[ Последний год президента? Неуклонное движение по кривой вниз ]

В последние недели сообщения официозных СМИ о ситуации на Северном Кавказе звучат бравурно. Ещё бы: в Чечне с середины апреля отменён режим контртеррористической операции (КТО). Рамзан Кадыров упивается очередной политической победой. И зазывает туристов на ичкерийскую землю, ведь отныне там всё стабильно и строго «под контролем». Не под российским, разумеется, но для кремлёвских пропагандистов подобные детали – несущественные частности.

А вот на тех территориях, где прямой российский контроль ещё сохраняется, как, например, в Дагестане, ситуация становится всё тревожнее. И не только потому, что возросла активность «лесных братьев». А ещё и потому, что пошёл последний год президентских полномочий главы республики Муху Алиева, истекающих в феврале 2010 года. И этот четвёртый год не сулит ничего хорошего: средствами ведения борьбы за власть в республике всё чаще становятся тротиловые заряды и автоматные очереди. Все хорошо помнят 2005-й – последний год правления председателя Госсовета Магомед-Али Магомедова – тогда столица республики – Махачкала – вышла на второе место в мире по количеству диверсий и терактов после Багдада.

^^^^^^^^

# ЧТО СДЕЛАТЬ:
• a. Назовите всех людей, которые упомянуты по имени в статье о Северном Кавказе.
• b. Изложите суть статьи о Северном Кавказе в двух предложениях.
• c. Продолжите статью о Северном Кавказе, начав сразу после её последнего предложения.

# ИСХОДНЫЕ ДАННЫЕ:
^^^^^^^^

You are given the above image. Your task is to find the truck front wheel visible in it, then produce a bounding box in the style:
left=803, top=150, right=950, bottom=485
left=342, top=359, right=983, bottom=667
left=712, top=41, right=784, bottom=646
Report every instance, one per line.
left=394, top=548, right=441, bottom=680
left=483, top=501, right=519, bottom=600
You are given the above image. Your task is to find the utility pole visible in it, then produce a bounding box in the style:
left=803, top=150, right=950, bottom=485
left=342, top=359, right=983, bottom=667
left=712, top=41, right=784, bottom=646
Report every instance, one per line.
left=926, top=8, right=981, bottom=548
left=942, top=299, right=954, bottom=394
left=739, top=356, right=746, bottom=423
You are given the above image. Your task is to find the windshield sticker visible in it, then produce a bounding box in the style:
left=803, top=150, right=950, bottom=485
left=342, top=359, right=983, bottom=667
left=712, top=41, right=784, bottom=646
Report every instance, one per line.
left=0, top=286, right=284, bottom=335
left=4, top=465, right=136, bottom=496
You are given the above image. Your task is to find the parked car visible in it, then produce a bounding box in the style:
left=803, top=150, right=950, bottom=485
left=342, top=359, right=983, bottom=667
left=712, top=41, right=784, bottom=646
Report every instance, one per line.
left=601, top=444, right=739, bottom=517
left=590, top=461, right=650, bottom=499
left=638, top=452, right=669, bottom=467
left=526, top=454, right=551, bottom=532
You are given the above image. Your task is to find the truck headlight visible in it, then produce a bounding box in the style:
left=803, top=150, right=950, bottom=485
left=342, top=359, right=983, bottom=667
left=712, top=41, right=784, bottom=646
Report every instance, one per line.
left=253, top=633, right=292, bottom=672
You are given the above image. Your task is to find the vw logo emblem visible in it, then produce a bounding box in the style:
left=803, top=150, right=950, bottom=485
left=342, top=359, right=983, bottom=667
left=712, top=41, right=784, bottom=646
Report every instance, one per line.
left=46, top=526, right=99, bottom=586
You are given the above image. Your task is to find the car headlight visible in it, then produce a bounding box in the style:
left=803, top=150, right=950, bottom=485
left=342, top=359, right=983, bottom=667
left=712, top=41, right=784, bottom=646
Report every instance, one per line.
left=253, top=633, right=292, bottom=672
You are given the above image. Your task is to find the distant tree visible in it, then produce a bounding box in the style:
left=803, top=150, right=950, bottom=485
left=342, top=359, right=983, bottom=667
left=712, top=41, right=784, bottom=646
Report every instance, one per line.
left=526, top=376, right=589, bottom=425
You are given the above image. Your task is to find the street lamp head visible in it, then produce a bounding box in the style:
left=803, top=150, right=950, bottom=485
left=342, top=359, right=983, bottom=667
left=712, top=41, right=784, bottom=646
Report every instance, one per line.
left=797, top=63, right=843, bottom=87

^^^^^^^^

# ОТВЕТЫ НА ЗАДАНИЯ:
• a. Рамзан Кадыров, Муху Алиев, Магомед-Али Магомедов.

• b. Официозные СМИ бравурно сообщают о ситуации на Северном Кавказе: в Чечне с середины апреля отменён режим контртеррористической операции, а Рамзан Кадыров зазывает туристов. В Дагестане, где прямой российский контроль ещё сохраняется, обстановка становится всё тревожнее из-за возросшей активности «лесных братьев» и начавшегося последнего года полномочий Муху Алиева, когда борьба за власть всё чаще ведётся тротиловыми зарядами и автоматными очередями.

• c.
Кадры решают всё

Непрекращающаяся последние два года критика Алиева-президента многими федеральными СМИ тоже является косвенным признаком того, что кремлёвские чиновники всерьёз задумались над кадровым вопросом.
В сущности, борьба за президентское кресло главы Дагестана началась не вчера. И по сравнению с ситуацией четырёхлетней давности расклад сил изменился несильно. Да, сменились некоторые персоналии, но реальными претендентами на пост президента могут быть представители всё тех же этнических кланов: аварских либо даргинских. Скорее всего, Кремль будет выбирать кандидата среди них – этнический фактор в Дагестане, фактор удельного веса и влияния того или иного народа среди прочих всегда был одним из определяющих. Скажем, член Совета Федерации лезгин Сулейман Керимов, имеющий определённые политические интересы в республике, вряд ли может всерьёз рассматриваться как реальный кандидат на президентский пост. Подчеркну: именно реальный, а не формальный. Дело в том, что гипотетическому президенту Дагестана, не являющемуся ни аварцем, ни даргинцем, будет крайне сложно осуществлять руководство республикой на практике. Ибо он обязательно столкнётся с мощным противодействием множества влиятельных и могущественных сил на всех уровнях, имеющих этноклановый характер. Если же таковой вдруг и будет назначен Кремлём, то, скорее всего, ему будет уготована судьба чеченского экс-президента Алу Алханова.
Возможен, конечно, вариант назначения какого-нибудь пока ещё никому неизвестного силовика-дагестанца из России вроде варианта с Юнус-беком Евкуровым в Ингушетии, но в таком случае федеральному центру потребуется значительно усиливать политический и военный контроль в регионе. А он в действительности довольно зыбок, и скандальная история с изгнанием из Дагестана три месяца назад налоговика Радченко служит тому наглядным доказательством.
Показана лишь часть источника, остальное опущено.